Supplied material =>
________________________________________
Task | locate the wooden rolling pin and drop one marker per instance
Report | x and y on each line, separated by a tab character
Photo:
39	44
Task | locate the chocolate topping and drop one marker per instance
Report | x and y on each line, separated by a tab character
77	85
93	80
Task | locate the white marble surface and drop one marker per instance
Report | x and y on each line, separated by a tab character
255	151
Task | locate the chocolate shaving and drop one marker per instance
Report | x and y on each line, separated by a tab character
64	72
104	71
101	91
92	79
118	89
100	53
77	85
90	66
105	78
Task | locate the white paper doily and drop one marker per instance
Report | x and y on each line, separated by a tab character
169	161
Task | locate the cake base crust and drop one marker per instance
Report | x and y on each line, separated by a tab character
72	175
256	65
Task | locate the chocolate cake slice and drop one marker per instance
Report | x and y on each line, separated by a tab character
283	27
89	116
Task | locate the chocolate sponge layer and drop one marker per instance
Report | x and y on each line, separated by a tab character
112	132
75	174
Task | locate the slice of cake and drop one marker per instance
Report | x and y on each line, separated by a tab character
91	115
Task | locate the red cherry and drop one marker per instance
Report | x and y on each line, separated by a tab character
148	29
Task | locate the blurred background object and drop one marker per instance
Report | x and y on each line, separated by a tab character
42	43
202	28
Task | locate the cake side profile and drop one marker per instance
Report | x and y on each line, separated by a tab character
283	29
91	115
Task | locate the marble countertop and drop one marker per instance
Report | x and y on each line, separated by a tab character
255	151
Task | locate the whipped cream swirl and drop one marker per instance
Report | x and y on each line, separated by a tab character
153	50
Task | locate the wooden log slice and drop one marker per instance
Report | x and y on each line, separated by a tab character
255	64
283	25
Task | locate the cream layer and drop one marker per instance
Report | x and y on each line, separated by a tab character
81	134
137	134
________________________________________
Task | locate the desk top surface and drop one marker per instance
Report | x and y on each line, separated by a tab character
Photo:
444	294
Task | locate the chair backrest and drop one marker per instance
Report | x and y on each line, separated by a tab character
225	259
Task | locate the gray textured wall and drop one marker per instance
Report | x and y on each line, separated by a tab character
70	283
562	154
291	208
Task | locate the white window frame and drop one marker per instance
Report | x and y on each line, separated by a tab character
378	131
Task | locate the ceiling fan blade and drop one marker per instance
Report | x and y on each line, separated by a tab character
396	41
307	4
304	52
________________________________________
What you have to do => A verbatim transcription is needed of the lines above, starting at the line with "Task | locate the white marble" and ending at the line with "Task | locate the slice", both included, and of nothing else.

Answer space =>
Task | locate the white marble surface and drop one marker per instance
Report | x and y on each line, separated by a tab character
255	151
Task | locate the chocolate shaving and drop one marker per instance
Report | x and y on each line, separated by a tab character
64	72
104	71
101	91
92	79
118	89
100	53
77	85
90	66
105	78
Task | locate the white paper doily and drop one marker per instance
Report | x and y on each line, separated by a tab character
169	161
Task | locate the cake base crust and drop one marker per instance
Report | x and y on each line, separated by a tab character
72	175
256	65
Task | locate the chocolate cake slice and drop one marker per instance
Report | x and y on each line, separated by a tab character
283	27
89	116
Task | locate the chocolate sponge layer and drop one marker per instance
Report | x and y on each line, separated by a tab character
112	132
75	174
Task | locate the slice of cake and drop one marker per instance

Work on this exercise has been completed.